TASK TO CARRY OUT: Write out the lines from the line containing "Exercise. Point out the lace" through the final line of the listing below, exactly, omitting every other line.

Dataset rows on where objects appear

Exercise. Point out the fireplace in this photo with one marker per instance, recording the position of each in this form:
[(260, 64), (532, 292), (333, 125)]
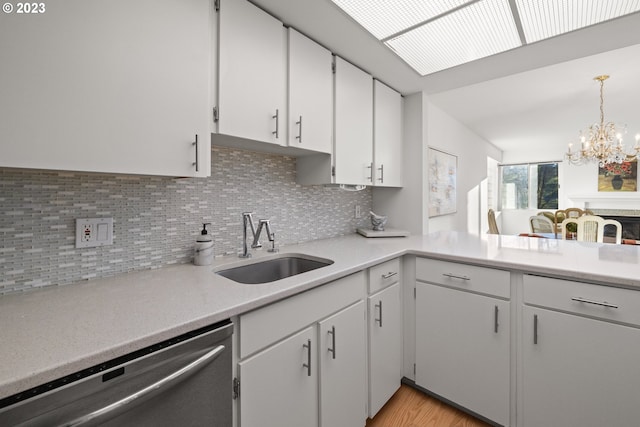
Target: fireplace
[(630, 226)]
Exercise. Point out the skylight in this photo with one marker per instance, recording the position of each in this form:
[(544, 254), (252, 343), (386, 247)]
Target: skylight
[(432, 36)]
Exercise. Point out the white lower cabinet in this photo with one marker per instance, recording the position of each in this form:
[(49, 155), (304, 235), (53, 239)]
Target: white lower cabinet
[(463, 337), (577, 370), (280, 384), (385, 346), (315, 376), (342, 368)]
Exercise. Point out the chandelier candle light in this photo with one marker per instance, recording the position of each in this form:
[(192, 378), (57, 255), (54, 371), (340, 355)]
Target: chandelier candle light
[(603, 143)]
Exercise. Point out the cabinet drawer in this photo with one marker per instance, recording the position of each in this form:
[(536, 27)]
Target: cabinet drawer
[(462, 276), (620, 305), (265, 326), (383, 275)]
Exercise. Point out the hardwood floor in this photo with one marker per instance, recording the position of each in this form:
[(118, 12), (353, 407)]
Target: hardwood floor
[(412, 408)]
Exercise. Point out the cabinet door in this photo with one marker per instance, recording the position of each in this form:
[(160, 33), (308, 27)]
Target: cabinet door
[(251, 73), (310, 94), (385, 346), (462, 349), (115, 86), (387, 136), (342, 369), (578, 371), (353, 143), (278, 387)]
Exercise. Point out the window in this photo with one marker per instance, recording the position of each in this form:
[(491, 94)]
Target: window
[(529, 186)]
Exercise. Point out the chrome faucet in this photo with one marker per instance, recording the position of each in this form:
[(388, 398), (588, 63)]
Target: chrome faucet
[(247, 221), (270, 235)]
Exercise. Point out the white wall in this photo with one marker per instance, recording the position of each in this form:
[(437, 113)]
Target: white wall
[(404, 206), (426, 125), (447, 134)]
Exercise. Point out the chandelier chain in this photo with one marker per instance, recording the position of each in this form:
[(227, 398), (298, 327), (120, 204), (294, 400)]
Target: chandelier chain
[(600, 146)]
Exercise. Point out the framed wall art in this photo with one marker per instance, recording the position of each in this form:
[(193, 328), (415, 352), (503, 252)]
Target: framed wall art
[(442, 175), (618, 176)]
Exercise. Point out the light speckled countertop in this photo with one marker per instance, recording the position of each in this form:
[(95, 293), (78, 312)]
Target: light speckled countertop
[(49, 333)]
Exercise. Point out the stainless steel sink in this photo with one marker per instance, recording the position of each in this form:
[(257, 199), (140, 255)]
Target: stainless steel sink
[(272, 269)]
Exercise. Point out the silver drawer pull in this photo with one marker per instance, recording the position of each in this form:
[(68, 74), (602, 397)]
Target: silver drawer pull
[(332, 350), (453, 276), (308, 364), (588, 301), (379, 320), (389, 274)]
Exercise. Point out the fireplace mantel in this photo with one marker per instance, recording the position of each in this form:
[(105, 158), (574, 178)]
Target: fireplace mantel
[(606, 200)]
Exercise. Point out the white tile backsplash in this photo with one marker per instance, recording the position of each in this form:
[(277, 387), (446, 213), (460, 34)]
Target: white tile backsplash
[(157, 219)]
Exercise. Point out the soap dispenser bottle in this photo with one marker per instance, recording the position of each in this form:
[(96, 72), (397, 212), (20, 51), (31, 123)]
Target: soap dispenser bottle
[(204, 247)]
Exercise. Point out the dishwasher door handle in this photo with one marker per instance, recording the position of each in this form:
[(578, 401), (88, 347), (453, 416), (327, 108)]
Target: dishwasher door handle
[(121, 405)]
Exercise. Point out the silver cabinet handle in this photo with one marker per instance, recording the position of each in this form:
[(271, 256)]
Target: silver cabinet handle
[(332, 350), (196, 145), (140, 396), (389, 274), (453, 276), (277, 117), (379, 306), (600, 303), (308, 364), (299, 123)]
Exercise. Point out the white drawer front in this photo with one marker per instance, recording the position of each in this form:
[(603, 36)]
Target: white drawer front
[(605, 302), (383, 275), (462, 276), (267, 325)]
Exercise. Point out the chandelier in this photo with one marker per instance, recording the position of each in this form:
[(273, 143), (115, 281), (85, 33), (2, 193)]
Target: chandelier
[(602, 142)]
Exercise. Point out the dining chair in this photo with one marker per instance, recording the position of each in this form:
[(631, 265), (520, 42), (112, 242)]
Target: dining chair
[(493, 225), (590, 228), (541, 224), (552, 218)]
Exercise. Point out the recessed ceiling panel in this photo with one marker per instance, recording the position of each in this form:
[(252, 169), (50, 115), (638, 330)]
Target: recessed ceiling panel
[(386, 18), (542, 19), (476, 31)]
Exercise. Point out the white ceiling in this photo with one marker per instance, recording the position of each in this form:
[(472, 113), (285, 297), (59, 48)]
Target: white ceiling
[(538, 95)]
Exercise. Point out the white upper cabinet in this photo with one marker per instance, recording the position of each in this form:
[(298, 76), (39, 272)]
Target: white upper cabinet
[(387, 136), (111, 86), (353, 140), (310, 94), (250, 84)]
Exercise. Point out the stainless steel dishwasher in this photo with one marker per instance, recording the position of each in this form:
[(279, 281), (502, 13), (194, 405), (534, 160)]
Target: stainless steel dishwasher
[(185, 381)]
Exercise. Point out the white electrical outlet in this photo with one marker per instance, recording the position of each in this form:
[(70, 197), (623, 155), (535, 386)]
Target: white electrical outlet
[(92, 232)]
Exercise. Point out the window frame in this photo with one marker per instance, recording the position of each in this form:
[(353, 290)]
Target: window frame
[(532, 197)]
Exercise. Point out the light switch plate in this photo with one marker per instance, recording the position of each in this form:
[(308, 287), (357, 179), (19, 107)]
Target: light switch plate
[(92, 232)]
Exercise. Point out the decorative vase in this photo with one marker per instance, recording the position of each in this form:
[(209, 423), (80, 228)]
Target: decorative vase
[(616, 182)]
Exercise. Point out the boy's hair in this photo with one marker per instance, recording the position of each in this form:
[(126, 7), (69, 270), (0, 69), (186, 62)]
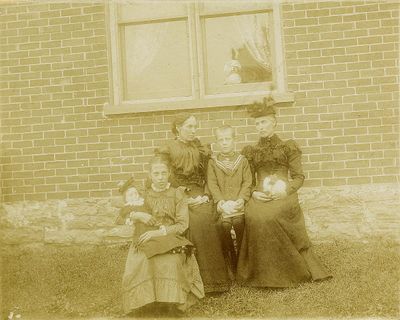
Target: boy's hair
[(224, 128)]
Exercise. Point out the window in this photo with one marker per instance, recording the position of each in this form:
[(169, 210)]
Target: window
[(177, 55)]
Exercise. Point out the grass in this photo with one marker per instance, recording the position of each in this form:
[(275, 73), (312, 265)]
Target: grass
[(86, 282)]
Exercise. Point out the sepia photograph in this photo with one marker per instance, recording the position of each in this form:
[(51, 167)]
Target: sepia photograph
[(199, 159)]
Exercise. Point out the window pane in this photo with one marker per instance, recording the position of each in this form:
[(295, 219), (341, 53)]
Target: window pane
[(156, 59), (151, 10), (237, 52)]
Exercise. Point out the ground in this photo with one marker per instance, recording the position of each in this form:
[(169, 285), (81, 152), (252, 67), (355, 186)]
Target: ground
[(365, 284)]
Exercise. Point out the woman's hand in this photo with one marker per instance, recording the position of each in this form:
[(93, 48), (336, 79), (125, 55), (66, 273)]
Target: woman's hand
[(148, 235), (261, 196), (144, 218), (239, 205)]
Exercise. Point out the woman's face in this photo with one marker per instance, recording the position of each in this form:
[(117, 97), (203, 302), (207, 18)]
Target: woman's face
[(187, 131), (159, 175), (265, 126), (131, 195)]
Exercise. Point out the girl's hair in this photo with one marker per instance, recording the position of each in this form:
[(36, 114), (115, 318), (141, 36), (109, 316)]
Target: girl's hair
[(160, 159), (179, 120)]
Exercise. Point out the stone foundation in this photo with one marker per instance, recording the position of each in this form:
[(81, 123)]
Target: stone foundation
[(353, 212)]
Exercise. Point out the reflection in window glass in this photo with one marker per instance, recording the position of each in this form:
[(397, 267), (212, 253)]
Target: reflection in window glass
[(237, 51), (156, 59)]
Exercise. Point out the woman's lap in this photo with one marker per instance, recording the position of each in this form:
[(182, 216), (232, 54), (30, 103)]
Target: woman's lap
[(162, 278), (275, 245)]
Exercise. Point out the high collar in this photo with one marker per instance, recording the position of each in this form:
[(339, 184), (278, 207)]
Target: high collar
[(155, 189), (229, 156), (272, 140)]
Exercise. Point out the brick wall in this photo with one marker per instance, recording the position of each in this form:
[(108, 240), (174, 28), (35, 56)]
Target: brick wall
[(342, 64)]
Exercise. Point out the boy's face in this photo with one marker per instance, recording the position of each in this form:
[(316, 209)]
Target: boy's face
[(225, 140), (131, 195), (159, 174), (265, 126)]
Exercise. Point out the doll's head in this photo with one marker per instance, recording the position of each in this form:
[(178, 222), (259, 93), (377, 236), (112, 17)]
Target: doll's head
[(130, 193)]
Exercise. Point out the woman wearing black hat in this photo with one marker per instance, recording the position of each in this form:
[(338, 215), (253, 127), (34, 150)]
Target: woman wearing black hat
[(189, 160), (276, 250)]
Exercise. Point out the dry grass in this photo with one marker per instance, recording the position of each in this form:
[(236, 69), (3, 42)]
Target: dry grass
[(86, 282)]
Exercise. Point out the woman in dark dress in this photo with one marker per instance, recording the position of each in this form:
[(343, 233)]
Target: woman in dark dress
[(189, 160), (276, 250)]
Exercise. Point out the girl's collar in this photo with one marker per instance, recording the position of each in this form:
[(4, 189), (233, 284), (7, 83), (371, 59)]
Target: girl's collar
[(137, 202), (155, 189), (274, 139)]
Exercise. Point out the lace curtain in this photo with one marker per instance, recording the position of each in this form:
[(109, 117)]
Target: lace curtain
[(254, 31), (146, 42)]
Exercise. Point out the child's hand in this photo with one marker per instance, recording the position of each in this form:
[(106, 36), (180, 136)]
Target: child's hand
[(261, 196), (144, 218), (148, 235), (220, 206), (239, 205), (278, 195), (192, 202)]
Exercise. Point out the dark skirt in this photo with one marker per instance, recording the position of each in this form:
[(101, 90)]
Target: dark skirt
[(276, 250), (203, 234)]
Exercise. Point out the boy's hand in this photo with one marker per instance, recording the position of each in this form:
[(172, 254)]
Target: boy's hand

RESULT:
Exercise. Point out the lace curtain in this photo with one marker per instance, recording the position of each in this form:
[(109, 117)]
Target: lace curtain
[(254, 31), (146, 42)]
Exercise. Point out the child's hand in this photo with one marker per instance, recording the position of each in this form:
[(106, 36), (180, 136)]
Target: child's hand
[(261, 196), (144, 218), (148, 235), (220, 206), (239, 205), (278, 195), (192, 202)]
Exercise. Point out the dark skirt in this photo with one marker per instance, recording the position of each in this form:
[(101, 90)]
Target: dark skirt
[(276, 250), (203, 234)]
Exercise. Point out the boy's hand in this photo with one marker per instance, recording the position of each in this form:
[(172, 254)]
Target: boy's hand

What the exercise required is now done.